- _KURZE AUFGABE A_:
Was soll man laut Elisabeth Siebert im Text über völkische Netzwerke tun, wenn die Irritation groß ist?
- _KURZE AUFGABE B_:
Schreiben Sie aus dem Text über völkische Netzwerke den Abschnitt ab, der mit „Extremes Denken ist“ beginnt und bis einschließlich „ermutigt Elisabeth Siebert.“ reicht.

----- VORLIEGENDER TEXT -----

Was heute vielen Bürgern ‚harmlos‘ erscheinen mag, kann in die Zukunft wirken, warnt Siebert. „Was passiert, wenn völkische Netzwerke in vielen Jahren die Überhand gewinnen?“ In der Forschung geht man längst davon aus, dass extreme, radikale, auch esoterische Gruppen an Zulauf gewinnen. Viele Bürger spürten eine große Verunsicherung, Enttäuschung und fehlende Verbundenheit zu den Volksparteien. Zudem würden Krisen in Wirtschaft und Politik diese Tendenz weiter verstärken.


Extremes Denken ist damit auf dem Weg in die Mitte der Gesellschaft. Es scheint riskant, die Gesinnung völkischer Gruppen herunterzuspielen und damit möglicherweise zu unterschätzen. „Schauen Sie vor Ort genau hin, fragen Sie nach! Wenn die Irritation groß ist, suchen Sie örtliche Beratungsstellen auf“, ermutigt Elisabeth Siebert.

----- VORLIEGENDE EINTRÄGE -----

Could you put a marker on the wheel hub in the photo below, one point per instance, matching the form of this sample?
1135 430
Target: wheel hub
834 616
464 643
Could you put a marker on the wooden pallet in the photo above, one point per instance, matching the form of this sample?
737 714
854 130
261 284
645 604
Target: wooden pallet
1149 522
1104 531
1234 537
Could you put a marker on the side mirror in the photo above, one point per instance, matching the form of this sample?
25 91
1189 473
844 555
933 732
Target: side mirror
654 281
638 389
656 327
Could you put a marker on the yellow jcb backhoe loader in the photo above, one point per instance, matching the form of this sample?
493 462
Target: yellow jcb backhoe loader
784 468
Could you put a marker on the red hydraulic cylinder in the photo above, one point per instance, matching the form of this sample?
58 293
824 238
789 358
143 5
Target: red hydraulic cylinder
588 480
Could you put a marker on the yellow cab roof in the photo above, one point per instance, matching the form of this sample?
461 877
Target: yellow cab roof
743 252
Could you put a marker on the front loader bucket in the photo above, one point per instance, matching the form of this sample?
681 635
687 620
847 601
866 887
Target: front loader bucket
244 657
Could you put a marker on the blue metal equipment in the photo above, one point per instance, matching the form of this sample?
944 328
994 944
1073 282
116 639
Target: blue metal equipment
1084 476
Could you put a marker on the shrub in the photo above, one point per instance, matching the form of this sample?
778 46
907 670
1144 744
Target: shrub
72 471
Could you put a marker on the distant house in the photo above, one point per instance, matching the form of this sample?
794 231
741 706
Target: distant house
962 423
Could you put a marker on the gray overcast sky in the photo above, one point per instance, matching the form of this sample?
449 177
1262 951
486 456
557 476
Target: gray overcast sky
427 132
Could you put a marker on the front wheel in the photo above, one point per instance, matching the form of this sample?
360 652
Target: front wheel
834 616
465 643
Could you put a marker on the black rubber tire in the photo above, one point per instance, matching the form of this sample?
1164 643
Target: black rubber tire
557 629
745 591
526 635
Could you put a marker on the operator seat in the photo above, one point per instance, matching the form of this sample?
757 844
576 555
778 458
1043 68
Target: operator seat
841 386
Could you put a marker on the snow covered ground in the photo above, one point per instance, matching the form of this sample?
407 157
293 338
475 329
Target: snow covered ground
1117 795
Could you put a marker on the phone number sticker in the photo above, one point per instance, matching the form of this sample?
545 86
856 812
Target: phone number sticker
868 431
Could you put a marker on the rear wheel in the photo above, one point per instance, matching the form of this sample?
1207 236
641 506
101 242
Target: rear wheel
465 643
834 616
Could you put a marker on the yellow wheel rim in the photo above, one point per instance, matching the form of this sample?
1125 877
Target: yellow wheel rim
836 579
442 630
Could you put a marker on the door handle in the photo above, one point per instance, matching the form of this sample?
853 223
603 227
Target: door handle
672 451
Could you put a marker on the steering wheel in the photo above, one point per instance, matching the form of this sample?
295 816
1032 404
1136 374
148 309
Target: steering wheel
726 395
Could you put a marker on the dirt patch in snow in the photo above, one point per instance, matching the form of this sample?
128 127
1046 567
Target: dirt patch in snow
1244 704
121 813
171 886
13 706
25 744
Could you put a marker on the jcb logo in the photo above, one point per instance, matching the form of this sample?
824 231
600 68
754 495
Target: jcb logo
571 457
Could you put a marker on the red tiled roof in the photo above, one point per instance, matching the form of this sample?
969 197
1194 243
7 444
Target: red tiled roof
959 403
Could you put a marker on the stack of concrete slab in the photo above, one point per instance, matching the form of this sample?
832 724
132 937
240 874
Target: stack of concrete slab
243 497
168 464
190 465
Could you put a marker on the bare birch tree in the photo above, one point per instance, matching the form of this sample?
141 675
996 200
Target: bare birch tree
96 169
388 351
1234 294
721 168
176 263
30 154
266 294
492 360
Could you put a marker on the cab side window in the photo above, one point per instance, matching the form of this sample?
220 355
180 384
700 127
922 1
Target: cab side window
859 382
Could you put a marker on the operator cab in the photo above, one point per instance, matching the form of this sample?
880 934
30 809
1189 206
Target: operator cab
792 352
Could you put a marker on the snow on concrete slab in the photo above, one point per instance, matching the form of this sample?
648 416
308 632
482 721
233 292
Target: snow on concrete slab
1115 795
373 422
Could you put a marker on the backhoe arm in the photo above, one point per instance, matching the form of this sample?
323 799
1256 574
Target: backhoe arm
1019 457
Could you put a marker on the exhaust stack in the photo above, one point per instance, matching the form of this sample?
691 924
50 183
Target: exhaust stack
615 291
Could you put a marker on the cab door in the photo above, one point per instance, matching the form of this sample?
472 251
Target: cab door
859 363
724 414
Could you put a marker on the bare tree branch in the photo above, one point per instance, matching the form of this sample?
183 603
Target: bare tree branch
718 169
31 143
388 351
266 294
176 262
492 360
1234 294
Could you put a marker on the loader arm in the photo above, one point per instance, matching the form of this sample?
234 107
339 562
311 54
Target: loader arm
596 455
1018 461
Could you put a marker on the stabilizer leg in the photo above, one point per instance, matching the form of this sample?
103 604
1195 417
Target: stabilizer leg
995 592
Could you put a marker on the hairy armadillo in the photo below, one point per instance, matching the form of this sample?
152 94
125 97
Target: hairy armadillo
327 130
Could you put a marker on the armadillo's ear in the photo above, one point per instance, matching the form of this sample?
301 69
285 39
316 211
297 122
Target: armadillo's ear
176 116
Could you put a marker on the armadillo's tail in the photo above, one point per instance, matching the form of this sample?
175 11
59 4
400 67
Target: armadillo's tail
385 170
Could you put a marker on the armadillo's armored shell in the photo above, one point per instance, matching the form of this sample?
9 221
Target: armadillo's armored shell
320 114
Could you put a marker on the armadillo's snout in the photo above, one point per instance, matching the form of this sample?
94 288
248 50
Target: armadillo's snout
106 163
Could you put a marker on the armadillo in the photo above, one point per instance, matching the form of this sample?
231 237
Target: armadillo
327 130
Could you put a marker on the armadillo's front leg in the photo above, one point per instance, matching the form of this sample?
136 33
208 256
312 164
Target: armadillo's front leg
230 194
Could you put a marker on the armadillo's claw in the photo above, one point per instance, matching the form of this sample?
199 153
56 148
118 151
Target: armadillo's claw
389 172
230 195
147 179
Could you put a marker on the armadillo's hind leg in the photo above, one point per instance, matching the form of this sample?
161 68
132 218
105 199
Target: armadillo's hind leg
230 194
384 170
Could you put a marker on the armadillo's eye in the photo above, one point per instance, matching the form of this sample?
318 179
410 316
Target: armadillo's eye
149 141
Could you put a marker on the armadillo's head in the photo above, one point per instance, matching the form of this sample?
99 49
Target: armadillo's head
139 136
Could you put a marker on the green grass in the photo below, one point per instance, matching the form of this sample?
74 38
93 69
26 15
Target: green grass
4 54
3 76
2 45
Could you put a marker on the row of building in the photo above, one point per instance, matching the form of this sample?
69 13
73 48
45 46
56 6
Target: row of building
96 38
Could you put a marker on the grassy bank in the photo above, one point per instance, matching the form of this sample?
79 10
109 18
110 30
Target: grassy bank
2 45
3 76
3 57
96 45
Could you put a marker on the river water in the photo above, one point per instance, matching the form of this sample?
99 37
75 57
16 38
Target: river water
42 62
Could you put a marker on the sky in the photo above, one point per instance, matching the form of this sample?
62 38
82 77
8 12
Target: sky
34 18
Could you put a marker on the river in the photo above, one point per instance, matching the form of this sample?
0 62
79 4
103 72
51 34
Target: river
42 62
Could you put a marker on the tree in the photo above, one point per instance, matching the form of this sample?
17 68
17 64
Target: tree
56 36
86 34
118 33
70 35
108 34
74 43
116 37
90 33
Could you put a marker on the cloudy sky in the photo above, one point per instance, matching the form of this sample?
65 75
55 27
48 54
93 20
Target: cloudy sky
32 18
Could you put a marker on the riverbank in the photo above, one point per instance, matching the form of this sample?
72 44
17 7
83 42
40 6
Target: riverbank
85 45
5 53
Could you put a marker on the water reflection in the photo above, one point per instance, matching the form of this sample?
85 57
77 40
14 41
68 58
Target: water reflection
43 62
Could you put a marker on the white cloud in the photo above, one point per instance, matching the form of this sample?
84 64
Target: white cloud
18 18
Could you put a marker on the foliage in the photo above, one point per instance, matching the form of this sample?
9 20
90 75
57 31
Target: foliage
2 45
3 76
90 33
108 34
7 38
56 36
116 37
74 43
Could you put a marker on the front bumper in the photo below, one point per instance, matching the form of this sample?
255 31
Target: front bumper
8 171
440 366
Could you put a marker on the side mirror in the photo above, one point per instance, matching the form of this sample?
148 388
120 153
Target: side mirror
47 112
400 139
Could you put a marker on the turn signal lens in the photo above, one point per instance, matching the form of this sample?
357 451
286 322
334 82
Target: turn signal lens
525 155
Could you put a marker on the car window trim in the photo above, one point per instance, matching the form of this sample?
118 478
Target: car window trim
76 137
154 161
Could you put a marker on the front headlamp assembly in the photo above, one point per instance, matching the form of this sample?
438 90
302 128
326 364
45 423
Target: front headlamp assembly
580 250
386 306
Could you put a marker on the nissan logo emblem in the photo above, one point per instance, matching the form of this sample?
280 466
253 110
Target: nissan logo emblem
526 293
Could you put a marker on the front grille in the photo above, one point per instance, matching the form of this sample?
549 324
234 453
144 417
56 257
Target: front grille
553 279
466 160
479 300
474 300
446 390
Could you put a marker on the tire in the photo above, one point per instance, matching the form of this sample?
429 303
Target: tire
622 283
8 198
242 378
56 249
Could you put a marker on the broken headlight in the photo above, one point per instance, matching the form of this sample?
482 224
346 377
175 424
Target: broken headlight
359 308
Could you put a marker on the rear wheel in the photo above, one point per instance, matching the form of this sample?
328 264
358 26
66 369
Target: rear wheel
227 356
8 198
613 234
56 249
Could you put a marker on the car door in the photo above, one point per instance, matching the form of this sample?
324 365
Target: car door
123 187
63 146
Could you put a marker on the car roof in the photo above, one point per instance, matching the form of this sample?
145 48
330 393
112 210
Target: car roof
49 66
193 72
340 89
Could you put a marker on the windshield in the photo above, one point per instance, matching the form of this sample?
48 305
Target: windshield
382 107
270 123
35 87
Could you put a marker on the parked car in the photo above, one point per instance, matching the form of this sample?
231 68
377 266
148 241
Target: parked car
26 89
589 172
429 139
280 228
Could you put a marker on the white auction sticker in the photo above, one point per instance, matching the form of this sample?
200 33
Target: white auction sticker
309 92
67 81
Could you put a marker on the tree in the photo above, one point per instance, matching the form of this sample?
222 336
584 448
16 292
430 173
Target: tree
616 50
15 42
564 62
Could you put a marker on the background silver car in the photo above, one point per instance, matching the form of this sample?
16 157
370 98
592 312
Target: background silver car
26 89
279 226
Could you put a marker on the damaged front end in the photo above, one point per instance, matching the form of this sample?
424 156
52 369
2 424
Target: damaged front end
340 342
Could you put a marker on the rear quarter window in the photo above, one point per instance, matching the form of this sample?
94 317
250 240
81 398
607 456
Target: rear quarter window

-----

- _SCHRIFTLICHE ANTWORT A_:
Man soll örtliche Beratungsstellen aufsuchen.

- _SCHRIFTLICHE ANTWORT B_:
Extremes Denken ist damit auf dem Weg in die Mitte der Gesellschaft. Es scheint riskant, die Gesinnung völkischer Gruppen herunterzuspielen und damit möglicherweise zu unterschätzen. „Schauen Sie vor Ort genau hin, fragen Sie nach! Wenn die Irritation groß ist, suchen Sie örtliche Beratungsstellen auf“, ermutigt Elisabeth Siebert.